WORK ITEM >>
Locate each line in the material below that contains the string "block", and copy every such line in full.

**** RECORDS PROVIDED

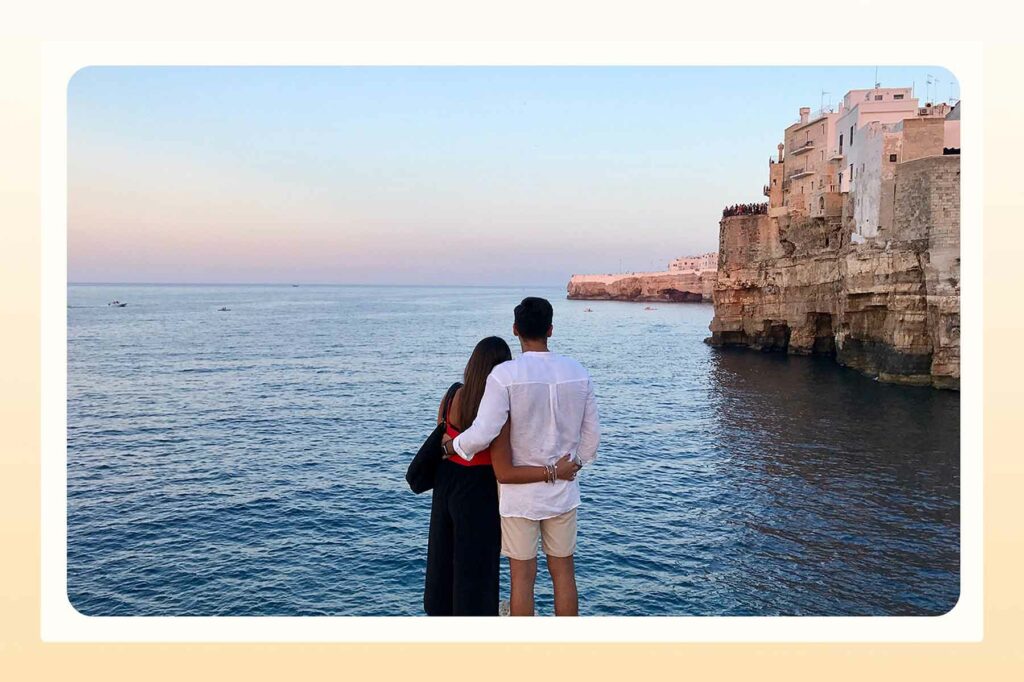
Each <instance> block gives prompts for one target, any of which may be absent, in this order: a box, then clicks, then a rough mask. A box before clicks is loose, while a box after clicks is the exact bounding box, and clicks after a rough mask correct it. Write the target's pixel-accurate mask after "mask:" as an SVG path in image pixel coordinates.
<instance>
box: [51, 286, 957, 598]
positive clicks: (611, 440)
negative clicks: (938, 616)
mask: <svg viewBox="0 0 1024 682" xmlns="http://www.w3.org/2000/svg"><path fill="white" fill-rule="evenodd" d="M527 293H529V294H540V295H546V296H549V297H550V298H551V300H552V301H553V303H554V304H555V336H554V339H553V343H552V347H553V349H555V350H558V351H560V352H564V353H567V354H570V355H573V356H575V357H577V358H579V359H580V360H581V361H583V364H584V365H585V366H587V367H588V368H589V369H590V371H591V374H592V376H593V378H594V381H595V383H596V387H597V396H598V402H599V409H600V414H601V421H602V430H603V436H602V443H601V449H600V453H599V460H598V462H597V463H596V465H595V466H594V467H593V468H591V469H589V470H587V471H585V472H584V474H583V478H582V487H583V505H582V507H581V511H580V542H579V550H578V554H577V566H578V573H579V585H580V592H581V610H582V612H583V613H584V614H623V615H653V614H674V615H686V614H762V615H776V614H836V615H847V614H935V613H941V612H944V611H946V610H947V609H949V608H950V607H952V605H953V604H954V603H955V601H956V599H957V595H958V591H959V559H958V556H959V555H958V546H959V507H958V498H959V470H958V435H959V418H958V410H959V396H958V395H957V394H956V393H951V392H942V391H936V390H932V389H921V388H908V387H900V386H891V385H885V384H879V383H877V382H873V381H871V380H869V379H866V378H863V377H861V376H859V375H858V374H856V373H854V372H852V371H849V370H845V369H842V368H839V367H837V366H836V365H834V364H833V363H831V361H829V360H827V359H815V358H807V357H785V356H778V355H763V354H760V353H756V352H750V351H733V352H727V351H721V350H716V349H712V348H709V347H708V346H706V345H705V344H703V343H702V342H701V340H702V339H703V337H705V336H707V335H708V324H709V322H710V321H711V317H712V308H711V306H710V305H703V304H674V305H673V304H662V305H657V306H656V308H657V309H656V310H644V305H643V304H630V303H613V302H582V301H581V302H577V301H566V300H564V299H563V296H564V293H563V292H562V291H560V290H552V291H544V290H541V291H538V290H530V291H528V292H527V291H524V290H516V289H454V288H453V289H435V288H369V287H300V288H293V287H125V286H119V287H106V286H102V287H100V286H82V287H79V286H72V287H70V288H69V306H70V307H69V310H68V332H69V348H68V350H69V368H68V383H69V386H68V388H69V404H68V409H69V412H68V436H69V445H68V458H69V465H68V477H69V489H68V497H69V499H68V503H69V511H68V524H69V529H68V534H69V537H68V548H69V549H68V582H69V596H70V598H71V601H72V603H73V604H74V605H75V606H76V607H77V608H78V609H79V610H81V611H82V612H84V613H87V614H95V615H99V614H104V615H115V614H118V615H120V614H167V615H176V614H195V615H213V614H223V615H227V614H230V615H254V614H267V615H270V614H273V615H309V614H343V615H345V614H347V615H385V614H419V613H421V603H422V583H423V571H424V564H425V557H426V537H427V521H428V514H429V507H430V499H429V495H424V496H419V497H417V496H414V495H413V494H412V493H410V492H409V489H408V487H407V486H406V483H404V480H403V475H404V470H406V466H407V464H408V461H409V459H410V458H411V456H412V453H413V452H414V451H415V450H416V447H418V445H419V444H420V442H421V441H422V439H423V437H425V435H426V434H427V433H428V432H429V430H430V429H431V428H432V426H433V419H434V416H435V413H436V408H437V402H438V400H439V398H440V396H441V394H442V392H443V390H444V389H445V388H446V387H447V386H449V384H450V383H451V382H452V381H454V380H456V379H458V378H459V375H460V372H461V370H462V367H463V365H464V364H465V360H466V358H467V357H468V355H469V352H470V350H471V349H472V347H473V345H474V344H475V342H476V341H477V340H478V339H479V338H481V337H483V336H485V335H490V334H498V335H501V336H504V337H505V338H506V339H508V341H509V342H510V344H511V345H513V348H516V349H517V346H516V345H515V344H514V343H513V341H514V338H513V337H512V335H511V311H512V307H513V306H514V304H515V303H517V302H518V301H519V299H520V298H521V297H522V296H523V295H525V294H527ZM112 299H120V300H122V301H127V302H128V304H129V305H128V306H127V307H125V308H112V307H108V306H106V302H108V301H110V300H112ZM222 306H226V307H228V308H230V310H229V311H218V310H217V309H218V308H220V307H222ZM586 307H591V308H593V312H590V313H587V312H584V308H586ZM503 571H504V572H503V579H502V580H503V594H504V595H505V596H506V597H507V586H508V576H507V568H503ZM538 607H539V611H540V612H548V613H550V612H551V591H550V587H549V585H548V583H547V582H546V572H545V570H544V568H543V560H542V570H541V573H540V578H539V591H538Z"/></svg>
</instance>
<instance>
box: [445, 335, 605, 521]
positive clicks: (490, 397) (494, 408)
mask: <svg viewBox="0 0 1024 682" xmlns="http://www.w3.org/2000/svg"><path fill="white" fill-rule="evenodd" d="M510 413H511V418H512V425H511V427H510V435H511V439H512V464H513V465H516V466H545V465H548V464H554V463H555V462H557V461H558V460H559V458H561V457H562V456H563V455H565V454H566V453H569V454H572V455H575V456H577V458H578V459H579V461H580V462H581V464H583V465H585V466H586V465H587V464H590V463H591V462H593V461H594V460H595V459H596V458H597V443H598V440H599V435H600V432H599V427H598V421H597V403H596V401H595V399H594V387H593V384H592V383H591V380H590V375H589V374H587V371H586V370H585V369H584V368H583V366H582V365H580V363H578V361H575V360H574V359H572V358H571V357H566V356H564V355H559V354H558V353H553V352H548V351H526V352H524V353H522V354H521V355H520V356H519V357H517V358H516V359H512V360H509V361H507V363H502V364H501V365H499V366H497V367H496V368H495V369H494V370H493V371H492V372H490V375H489V376H488V377H487V383H486V386H485V388H484V391H483V397H482V398H481V399H480V408H479V410H478V411H477V413H476V419H475V420H474V421H473V425H472V426H470V427H469V428H468V429H466V430H465V431H463V432H462V433H461V434H460V435H459V436H457V437H456V438H455V441H454V442H453V446H454V447H455V451H456V453H457V454H458V455H459V456H460V457H462V458H463V459H465V460H471V459H473V456H474V455H475V454H476V453H478V452H480V451H481V450H484V449H485V447H487V446H488V445H489V444H490V442H492V441H493V440H494V439H495V438H497V437H498V434H499V433H500V432H501V430H502V427H503V426H504V425H505V421H506V420H507V419H509V415H510ZM579 505H580V481H579V480H575V479H573V480H557V481H555V482H554V483H548V482H537V483H503V484H502V485H501V499H500V502H499V511H500V513H501V515H502V516H521V517H525V518H529V519H535V520H541V519H545V518H551V517H552V516H558V515H559V514H562V513H565V512H567V511H569V510H570V509H573V508H575V507H577V506H579Z"/></svg>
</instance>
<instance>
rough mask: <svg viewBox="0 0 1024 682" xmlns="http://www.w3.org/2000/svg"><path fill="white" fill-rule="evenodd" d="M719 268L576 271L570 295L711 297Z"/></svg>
mask: <svg viewBox="0 0 1024 682" xmlns="http://www.w3.org/2000/svg"><path fill="white" fill-rule="evenodd" d="M715 279H716V273H715V272H706V273H702V274H701V273H697V272H636V273H628V274H573V275H572V279H570V280H569V284H568V287H567V288H566V291H567V292H568V296H567V298H570V299H584V300H610V301H666V302H668V301H674V302H700V301H710V300H711V296H712V289H713V288H714V285H715Z"/></svg>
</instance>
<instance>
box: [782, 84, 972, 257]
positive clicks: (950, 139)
mask: <svg viewBox="0 0 1024 682" xmlns="http://www.w3.org/2000/svg"><path fill="white" fill-rule="evenodd" d="M958 148H959V102H957V103H956V104H955V105H954V106H950V105H949V104H945V103H937V104H934V103H932V102H926V103H925V104H921V103H920V102H919V100H918V98H916V97H914V96H913V90H912V88H869V89H863V90H850V91H849V92H847V93H846V95H845V96H844V97H843V101H842V102H841V103H840V105H839V111H838V112H836V113H833V112H827V111H822V112H819V113H818V114H817V115H816V116H815V117H813V118H812V117H811V110H810V109H809V108H807V106H804V108H802V109H801V110H800V120H799V121H798V122H797V123H795V124H793V125H791V126H790V127H787V128H786V129H785V132H784V143H783V144H779V146H778V157H777V158H776V159H774V160H770V161H769V172H768V184H766V185H765V187H764V195H765V197H767V198H768V214H769V216H771V217H779V216H782V215H793V216H800V215H803V216H808V217H820V218H826V217H840V216H843V217H844V218H845V219H846V220H849V221H852V222H853V239H854V241H862V240H864V239H870V238H873V237H876V236H877V235H878V233H879V230H880V229H884V228H886V227H887V226H891V224H892V199H891V198H892V194H893V187H894V173H895V167H896V165H897V164H901V163H904V162H907V161H911V160H914V159H921V158H924V157H928V156H936V155H942V154H943V152H944V150H949V151H951V150H958Z"/></svg>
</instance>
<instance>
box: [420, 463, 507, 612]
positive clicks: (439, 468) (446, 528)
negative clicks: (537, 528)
mask: <svg viewBox="0 0 1024 682" xmlns="http://www.w3.org/2000/svg"><path fill="white" fill-rule="evenodd" d="M501 549H502V524H501V519H500V517H499V516H498V483H497V481H496V480H495V470H494V469H493V468H492V467H489V466H475V467H464V466H462V465H460V464H453V463H452V462H447V461H444V462H441V463H440V465H439V466H438V468H437V478H436V481H435V482H434V492H433V501H432V502H431V506H430V540H429V545H428V546H427V582H426V583H427V584H426V590H425V591H424V593H423V607H424V609H426V611H427V615H498V567H499V555H500V554H501Z"/></svg>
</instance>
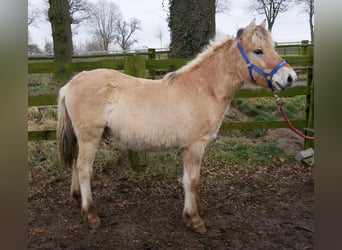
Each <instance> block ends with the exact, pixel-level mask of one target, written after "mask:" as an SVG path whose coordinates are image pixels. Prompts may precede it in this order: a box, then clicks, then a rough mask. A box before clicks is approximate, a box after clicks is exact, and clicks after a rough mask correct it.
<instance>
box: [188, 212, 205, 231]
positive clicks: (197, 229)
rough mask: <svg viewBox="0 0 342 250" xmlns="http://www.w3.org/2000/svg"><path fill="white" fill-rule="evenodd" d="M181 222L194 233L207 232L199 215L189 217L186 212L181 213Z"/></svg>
mask: <svg viewBox="0 0 342 250" xmlns="http://www.w3.org/2000/svg"><path fill="white" fill-rule="evenodd" d="M183 222H184V223H185V225H186V226H187V227H188V228H190V229H191V230H192V231H194V232H196V233H199V234H205V233H206V232H207V229H206V227H205V224H204V222H203V220H202V219H201V218H200V217H197V218H192V219H191V217H190V216H188V215H187V214H183Z"/></svg>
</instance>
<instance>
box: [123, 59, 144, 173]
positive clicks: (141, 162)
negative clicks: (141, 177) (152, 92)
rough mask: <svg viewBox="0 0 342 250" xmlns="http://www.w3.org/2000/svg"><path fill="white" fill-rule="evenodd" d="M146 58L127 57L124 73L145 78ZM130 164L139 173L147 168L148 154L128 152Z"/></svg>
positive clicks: (128, 160) (129, 164)
mask: <svg viewBox="0 0 342 250" xmlns="http://www.w3.org/2000/svg"><path fill="white" fill-rule="evenodd" d="M145 71H146V57H145V56H143V55H135V56H126V57H125V59H124V72H125V74H127V75H131V76H135V77H145ZM128 162H129V165H130V167H131V169H132V170H133V171H139V170H142V169H144V168H145V167H146V166H147V161H146V152H135V151H132V150H128Z"/></svg>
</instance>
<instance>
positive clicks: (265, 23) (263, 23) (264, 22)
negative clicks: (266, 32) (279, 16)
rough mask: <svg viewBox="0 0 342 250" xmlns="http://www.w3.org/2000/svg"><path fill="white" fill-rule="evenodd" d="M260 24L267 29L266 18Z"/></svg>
mask: <svg viewBox="0 0 342 250" xmlns="http://www.w3.org/2000/svg"><path fill="white" fill-rule="evenodd" d="M260 26H261V27H262V28H264V29H266V19H264V20H263V21H262V22H261V24H260Z"/></svg>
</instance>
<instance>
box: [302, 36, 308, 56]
mask: <svg viewBox="0 0 342 250" xmlns="http://www.w3.org/2000/svg"><path fill="white" fill-rule="evenodd" d="M308 54H309V40H302V56H306V55H308Z"/></svg>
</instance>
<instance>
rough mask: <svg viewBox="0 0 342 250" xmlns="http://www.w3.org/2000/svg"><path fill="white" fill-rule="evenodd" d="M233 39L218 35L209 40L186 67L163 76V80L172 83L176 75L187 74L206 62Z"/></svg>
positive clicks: (176, 75) (187, 63)
mask: <svg viewBox="0 0 342 250" xmlns="http://www.w3.org/2000/svg"><path fill="white" fill-rule="evenodd" d="M232 40H233V38H232V37H230V36H228V37H227V36H222V35H218V36H216V37H215V38H214V39H212V40H210V42H209V44H208V45H207V46H205V47H204V49H203V50H202V52H200V53H199V54H198V55H197V56H196V57H195V59H193V60H191V61H190V62H188V63H187V64H186V65H184V66H182V67H181V68H179V69H178V70H177V71H174V72H170V73H168V74H167V75H165V79H167V80H168V81H172V80H173V79H175V78H176V77H177V76H178V75H180V74H182V73H184V72H188V71H190V70H191V69H194V68H196V67H197V66H198V65H200V64H201V62H203V61H204V60H206V59H207V58H208V57H210V56H211V55H213V54H214V52H215V51H217V50H218V49H219V48H221V47H222V46H224V45H225V44H227V43H228V42H230V41H232Z"/></svg>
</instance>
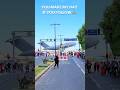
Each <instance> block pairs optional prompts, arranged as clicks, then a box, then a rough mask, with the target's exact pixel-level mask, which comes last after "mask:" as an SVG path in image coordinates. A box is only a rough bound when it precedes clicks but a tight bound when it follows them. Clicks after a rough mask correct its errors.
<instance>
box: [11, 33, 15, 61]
mask: <svg viewBox="0 0 120 90" xmlns="http://www.w3.org/2000/svg"><path fill="white" fill-rule="evenodd" d="M12 43H13V53H12V54H13V56H12V58H13V60H14V59H15V32H12Z"/></svg>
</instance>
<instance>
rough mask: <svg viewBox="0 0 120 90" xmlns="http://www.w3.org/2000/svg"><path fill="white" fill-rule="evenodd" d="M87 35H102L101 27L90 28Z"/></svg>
mask: <svg viewBox="0 0 120 90" xmlns="http://www.w3.org/2000/svg"><path fill="white" fill-rule="evenodd" d="M87 35H100V29H88V30H87Z"/></svg>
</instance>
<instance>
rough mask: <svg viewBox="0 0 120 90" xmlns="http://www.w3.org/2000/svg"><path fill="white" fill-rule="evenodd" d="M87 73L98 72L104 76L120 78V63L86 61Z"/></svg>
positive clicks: (111, 61)
mask: <svg viewBox="0 0 120 90" xmlns="http://www.w3.org/2000/svg"><path fill="white" fill-rule="evenodd" d="M86 71H87V72H88V73H91V72H98V73H100V74H101V75H102V76H104V75H107V76H110V77H120V61H101V62H100V61H99V62H92V61H88V60H87V61H86Z"/></svg>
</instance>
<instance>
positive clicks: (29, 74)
mask: <svg viewBox="0 0 120 90" xmlns="http://www.w3.org/2000/svg"><path fill="white" fill-rule="evenodd" d="M34 67H35V66H34V64H32V63H18V62H14V61H5V62H1V63H0V74H3V73H8V74H9V73H14V74H16V80H17V81H18V87H19V88H27V86H28V84H30V83H33V82H34Z"/></svg>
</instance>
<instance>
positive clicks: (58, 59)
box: [54, 56, 59, 68]
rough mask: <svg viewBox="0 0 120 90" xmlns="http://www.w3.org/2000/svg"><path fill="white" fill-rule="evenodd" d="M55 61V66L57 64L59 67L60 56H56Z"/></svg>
mask: <svg viewBox="0 0 120 90" xmlns="http://www.w3.org/2000/svg"><path fill="white" fill-rule="evenodd" d="M54 61H55V65H54V68H55V67H56V66H57V67H58V68H59V58H58V56H55V59H54Z"/></svg>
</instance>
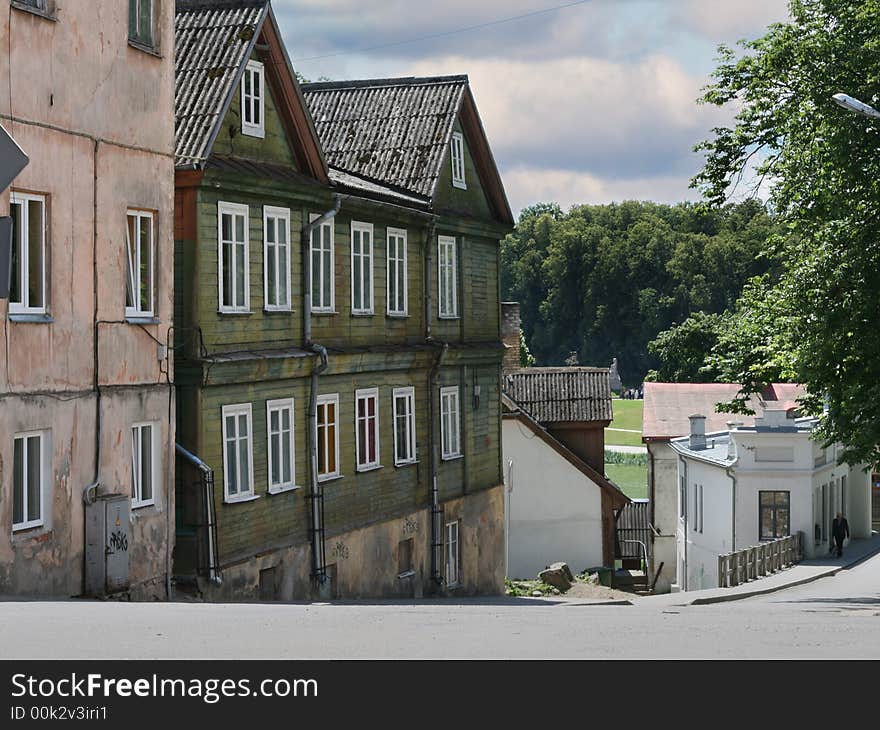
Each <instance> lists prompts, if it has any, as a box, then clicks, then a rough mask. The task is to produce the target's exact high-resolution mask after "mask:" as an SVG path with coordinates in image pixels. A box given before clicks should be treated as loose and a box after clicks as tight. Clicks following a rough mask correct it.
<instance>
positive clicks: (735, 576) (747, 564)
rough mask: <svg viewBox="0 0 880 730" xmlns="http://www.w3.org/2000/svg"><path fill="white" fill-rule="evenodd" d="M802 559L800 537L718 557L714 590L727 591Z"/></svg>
mask: <svg viewBox="0 0 880 730" xmlns="http://www.w3.org/2000/svg"><path fill="white" fill-rule="evenodd" d="M803 557H804V540H803V533H802V532H798V533H797V534H796V535H790V536H789V537H780V538H779V539H778V540H771V541H768V542H762V543H761V544H760V545H752V546H751V547H747V548H743V549H742V550H737V551H736V552H735V553H728V554H727V555H719V556H718V587H719V588H730V587H732V586H738V585H740V584H741V583H747V582H748V581H750V580H757V579H758V578H763V577H764V576H765V575H770V574H771V573H776V572H778V571H780V570H783V569H785V568H789V567H791V566H792V565H794V564H795V563H799V562H800V561H801V560H803Z"/></svg>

********

ANSWER TO THE PROBLEM >>
Each <instance> block gives prompts for one target, any of which may be absent, in this order: a box, then clicks, then a rough mask. A box before clicks is loose, while a box after clicks is the exact bounding box, and clicks after a rough mask correct it. Write the target's pixel-accurate mask after "mask:" as an SVG path in image pixel coordinates.
Each <instance> block ends with the exact, pixel-level mask of one target, written after "mask:" as an SVG path whose coordinates are image pixels. Prompts may precede it in this order: a box, then clicks, then a rough mask. A box before clicks is approximate, a box after clicks is exact, and clicks after a rough mask correct it.
Each <instance> block pairs optional prompts, arranged as clicks, then a box, then a rough mask, with the target's exact pixel-level mask, which comes last after "mask:" as an SVG path in image coordinates. A box is only a rough bound when it precedes clicks but a tight bound when it follows them. Clicks after a rough mask correct its errors.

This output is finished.